Extracted data entries:
◇ ◇ ◇ ◇ ◇

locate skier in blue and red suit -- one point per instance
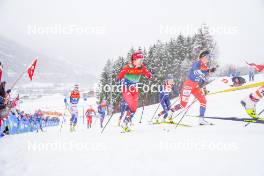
(195, 84)
(165, 102)
(102, 110)
(131, 75)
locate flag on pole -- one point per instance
(31, 69)
(258, 68)
(1, 72)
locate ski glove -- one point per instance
(212, 70)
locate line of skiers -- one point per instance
(195, 85)
(72, 107)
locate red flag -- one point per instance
(1, 73)
(258, 68)
(31, 69)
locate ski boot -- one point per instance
(249, 104)
(125, 125)
(119, 122)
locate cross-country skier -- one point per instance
(130, 76)
(89, 115)
(38, 120)
(74, 100)
(165, 102)
(123, 109)
(195, 84)
(102, 110)
(250, 102)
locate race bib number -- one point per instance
(186, 92)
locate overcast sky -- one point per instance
(90, 32)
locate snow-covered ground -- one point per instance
(227, 148)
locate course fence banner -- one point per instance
(16, 125)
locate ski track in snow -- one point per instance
(227, 148)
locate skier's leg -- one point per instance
(186, 92)
(250, 101)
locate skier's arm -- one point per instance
(122, 73)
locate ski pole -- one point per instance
(255, 119)
(143, 108)
(111, 116)
(187, 109)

◇ ◇ ◇ ◇ ◇

• Problem statement: Each line of the data should be quoted exactly, with pictures left out.

• Response to the task:
locate skier in blue and red suit -- one point per instance
(195, 84)
(165, 102)
(102, 110)
(131, 75)
locate flag on pole -- one point per instance
(31, 69)
(258, 68)
(1, 72)
locate ski glove -- one point per instance
(212, 70)
locate line of skiers -- one point per instance
(195, 85)
(72, 107)
locate red flag -- one point per instance
(1, 73)
(258, 68)
(31, 69)
locate ski boot -- one point per instance
(249, 104)
(125, 125)
(119, 122)
locate cross-country skier -- one point per instance
(130, 76)
(89, 115)
(38, 120)
(74, 100)
(165, 102)
(123, 109)
(195, 84)
(102, 110)
(250, 102)
locate race bib number -- one point per instance
(186, 92)
locate overcast sky -- one point per instance
(90, 32)
locate snow-covered ground -- one point per instance
(227, 148)
locate course fence banner -- one point per instance
(16, 125)
locate ski track in snow -- one point per instance
(227, 148)
locate skier's leg -- one point per instance
(186, 92)
(250, 101)
locate skier's arm -- one point per instance
(122, 73)
locate ski pole -- one point per instance
(255, 119)
(143, 108)
(111, 116)
(187, 109)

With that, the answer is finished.